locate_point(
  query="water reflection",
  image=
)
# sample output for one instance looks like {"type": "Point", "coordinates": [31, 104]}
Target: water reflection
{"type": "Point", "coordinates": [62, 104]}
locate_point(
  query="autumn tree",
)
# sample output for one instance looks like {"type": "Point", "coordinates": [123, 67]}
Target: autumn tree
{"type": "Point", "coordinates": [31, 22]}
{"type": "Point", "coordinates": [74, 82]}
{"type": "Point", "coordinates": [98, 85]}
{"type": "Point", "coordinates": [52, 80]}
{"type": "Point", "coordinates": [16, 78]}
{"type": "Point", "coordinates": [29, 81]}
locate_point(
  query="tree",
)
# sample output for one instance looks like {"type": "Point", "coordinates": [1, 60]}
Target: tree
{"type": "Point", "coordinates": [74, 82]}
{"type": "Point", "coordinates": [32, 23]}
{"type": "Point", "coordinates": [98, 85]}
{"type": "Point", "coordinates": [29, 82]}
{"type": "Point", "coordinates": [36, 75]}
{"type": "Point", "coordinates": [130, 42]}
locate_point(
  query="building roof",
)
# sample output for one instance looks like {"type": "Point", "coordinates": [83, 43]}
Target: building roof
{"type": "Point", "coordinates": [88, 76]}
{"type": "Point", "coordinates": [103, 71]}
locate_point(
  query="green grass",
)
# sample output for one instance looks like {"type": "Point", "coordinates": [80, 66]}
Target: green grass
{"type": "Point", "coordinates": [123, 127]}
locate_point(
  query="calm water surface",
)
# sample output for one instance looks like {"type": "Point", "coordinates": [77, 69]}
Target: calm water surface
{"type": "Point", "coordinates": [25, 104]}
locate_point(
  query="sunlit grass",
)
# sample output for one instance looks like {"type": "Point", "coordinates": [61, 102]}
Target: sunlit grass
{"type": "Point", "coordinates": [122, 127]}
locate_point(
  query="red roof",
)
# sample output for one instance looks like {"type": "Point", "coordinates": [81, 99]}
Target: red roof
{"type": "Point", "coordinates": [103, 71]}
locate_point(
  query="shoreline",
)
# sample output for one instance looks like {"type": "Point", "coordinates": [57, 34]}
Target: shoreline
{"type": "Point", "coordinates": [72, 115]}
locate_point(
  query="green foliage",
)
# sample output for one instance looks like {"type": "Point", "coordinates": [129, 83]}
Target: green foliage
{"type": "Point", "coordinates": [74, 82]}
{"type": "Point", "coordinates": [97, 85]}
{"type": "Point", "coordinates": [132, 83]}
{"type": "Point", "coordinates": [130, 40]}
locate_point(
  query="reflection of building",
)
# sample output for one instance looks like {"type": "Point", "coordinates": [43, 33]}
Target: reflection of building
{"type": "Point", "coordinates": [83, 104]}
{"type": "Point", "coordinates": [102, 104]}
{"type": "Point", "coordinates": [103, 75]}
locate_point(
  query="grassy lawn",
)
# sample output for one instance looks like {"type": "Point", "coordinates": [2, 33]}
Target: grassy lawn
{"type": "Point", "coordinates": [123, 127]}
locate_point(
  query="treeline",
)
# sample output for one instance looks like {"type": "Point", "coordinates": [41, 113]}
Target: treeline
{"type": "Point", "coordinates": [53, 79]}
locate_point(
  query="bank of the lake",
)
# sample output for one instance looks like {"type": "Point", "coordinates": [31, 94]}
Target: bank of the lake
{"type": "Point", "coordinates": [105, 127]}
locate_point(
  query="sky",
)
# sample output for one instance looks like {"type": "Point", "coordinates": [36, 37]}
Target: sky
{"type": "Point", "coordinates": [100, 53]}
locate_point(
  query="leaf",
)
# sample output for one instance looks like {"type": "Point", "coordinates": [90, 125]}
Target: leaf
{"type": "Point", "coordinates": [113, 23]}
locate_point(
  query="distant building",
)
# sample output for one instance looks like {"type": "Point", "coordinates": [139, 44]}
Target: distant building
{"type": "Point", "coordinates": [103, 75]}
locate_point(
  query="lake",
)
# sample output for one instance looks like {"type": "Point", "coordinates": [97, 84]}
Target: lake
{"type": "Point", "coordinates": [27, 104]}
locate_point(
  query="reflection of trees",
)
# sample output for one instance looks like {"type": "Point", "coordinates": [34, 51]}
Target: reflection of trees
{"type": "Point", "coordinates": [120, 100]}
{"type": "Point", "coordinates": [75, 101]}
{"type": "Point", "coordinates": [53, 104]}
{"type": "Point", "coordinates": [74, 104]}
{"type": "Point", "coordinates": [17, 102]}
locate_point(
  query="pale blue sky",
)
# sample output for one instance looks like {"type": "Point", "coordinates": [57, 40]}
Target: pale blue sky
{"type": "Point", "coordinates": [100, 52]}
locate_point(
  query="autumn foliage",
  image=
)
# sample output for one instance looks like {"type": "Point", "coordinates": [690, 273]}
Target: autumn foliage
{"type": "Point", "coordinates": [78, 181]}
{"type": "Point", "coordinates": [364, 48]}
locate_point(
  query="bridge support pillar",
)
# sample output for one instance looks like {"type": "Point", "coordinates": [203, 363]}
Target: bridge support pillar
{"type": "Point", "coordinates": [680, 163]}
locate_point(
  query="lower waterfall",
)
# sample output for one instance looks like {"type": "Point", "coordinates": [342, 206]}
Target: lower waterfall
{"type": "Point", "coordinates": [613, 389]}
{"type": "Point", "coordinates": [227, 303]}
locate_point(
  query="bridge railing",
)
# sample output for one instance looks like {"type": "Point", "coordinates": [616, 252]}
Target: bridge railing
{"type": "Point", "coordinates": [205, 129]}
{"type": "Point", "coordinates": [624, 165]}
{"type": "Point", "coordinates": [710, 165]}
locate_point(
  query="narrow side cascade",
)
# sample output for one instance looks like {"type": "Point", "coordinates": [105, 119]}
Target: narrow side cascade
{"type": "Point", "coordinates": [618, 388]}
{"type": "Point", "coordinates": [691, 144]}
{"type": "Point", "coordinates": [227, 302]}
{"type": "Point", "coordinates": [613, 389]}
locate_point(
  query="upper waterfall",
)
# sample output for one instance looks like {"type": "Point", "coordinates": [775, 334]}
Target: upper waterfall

#####

▸ DO THIS
Filter the entries above down to the lines that contain the string "narrow", and copy each of those lines. Uppercase and lowercase letters count as different.

▸ COMPLETE RESPONSE
  query="narrow side cascade",
Target: narrow side cascade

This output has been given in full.